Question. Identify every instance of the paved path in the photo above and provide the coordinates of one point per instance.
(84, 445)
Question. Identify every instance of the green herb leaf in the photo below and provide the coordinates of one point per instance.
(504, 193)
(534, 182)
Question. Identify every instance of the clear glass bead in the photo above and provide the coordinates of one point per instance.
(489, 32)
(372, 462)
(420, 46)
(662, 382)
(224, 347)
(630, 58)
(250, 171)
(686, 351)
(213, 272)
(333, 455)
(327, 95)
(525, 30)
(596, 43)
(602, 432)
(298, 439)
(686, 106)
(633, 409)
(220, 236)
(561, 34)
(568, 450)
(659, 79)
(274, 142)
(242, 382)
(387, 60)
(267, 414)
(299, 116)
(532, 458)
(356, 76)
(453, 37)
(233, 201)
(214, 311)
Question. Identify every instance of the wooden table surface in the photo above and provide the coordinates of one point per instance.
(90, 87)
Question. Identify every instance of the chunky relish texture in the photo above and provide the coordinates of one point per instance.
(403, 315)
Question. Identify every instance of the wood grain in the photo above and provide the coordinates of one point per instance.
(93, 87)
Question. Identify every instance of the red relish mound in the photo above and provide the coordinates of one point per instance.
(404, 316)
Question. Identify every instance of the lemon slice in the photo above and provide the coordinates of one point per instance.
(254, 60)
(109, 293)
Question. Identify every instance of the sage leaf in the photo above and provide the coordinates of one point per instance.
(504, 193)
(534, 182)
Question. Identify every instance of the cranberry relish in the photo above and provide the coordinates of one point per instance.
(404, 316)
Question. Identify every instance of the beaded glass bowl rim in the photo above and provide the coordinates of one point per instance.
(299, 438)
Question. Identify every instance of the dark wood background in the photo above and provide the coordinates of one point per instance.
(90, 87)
========================================================================
Task →
Rewrite all the lines above, changing every "relish" to "sauce" and leaving the rest unchanged.

Task answer →
Question. Identify every instance of the paved path in the photo above and provide the coordinates of one point per instance.
(84, 445)
Question. Identify every instance of the green herb leaf in the photo below and provide the coordinates of one point per instance.
(504, 193)
(534, 182)
Question. Identify every instance of the clear glass bead in the photo above and provide the coordinates of one point per instance.
(489, 32)
(372, 462)
(420, 46)
(662, 382)
(224, 347)
(630, 58)
(250, 171)
(686, 351)
(213, 272)
(333, 455)
(327, 95)
(525, 30)
(596, 43)
(602, 432)
(298, 439)
(686, 106)
(633, 409)
(220, 236)
(561, 34)
(568, 450)
(659, 79)
(274, 142)
(242, 382)
(387, 60)
(267, 414)
(299, 116)
(532, 458)
(356, 76)
(453, 37)
(233, 201)
(214, 311)
Question. Identify every instance of the wooden table surface in the photo above and provide the coordinates of one point per instance.
(90, 87)
Question. Identify every instance of the chunky sauce texture in the photo above and provide the coordinates of one point per instance.
(403, 315)
Question. Identify every instance of the wood grain in the photo above and provide the coordinates of one point per instance.
(93, 87)
Question. Identify every instance of the red sauce mound in the photo above and provide the coordinates of one point per instance.
(404, 316)
Question. Identify every instance of the lemon slice in the photo above and provide the coordinates of one point per instance.
(254, 60)
(109, 293)
Question. Identify every instance of the sage leaf in the photo above and provide the coordinates of one point per instance.
(504, 193)
(534, 182)
Question. Identify every instance of the cranberry sauce in the photo above and provide the coordinates of one point per instance.
(404, 316)
Question. Identify every instance of the beaded glass bowl rim in the photo above and provide the coordinates of one point per instance.
(299, 438)
Question. Identify every instance of the dark wood background in the photo above and provide the coordinates of one point per instance.
(90, 87)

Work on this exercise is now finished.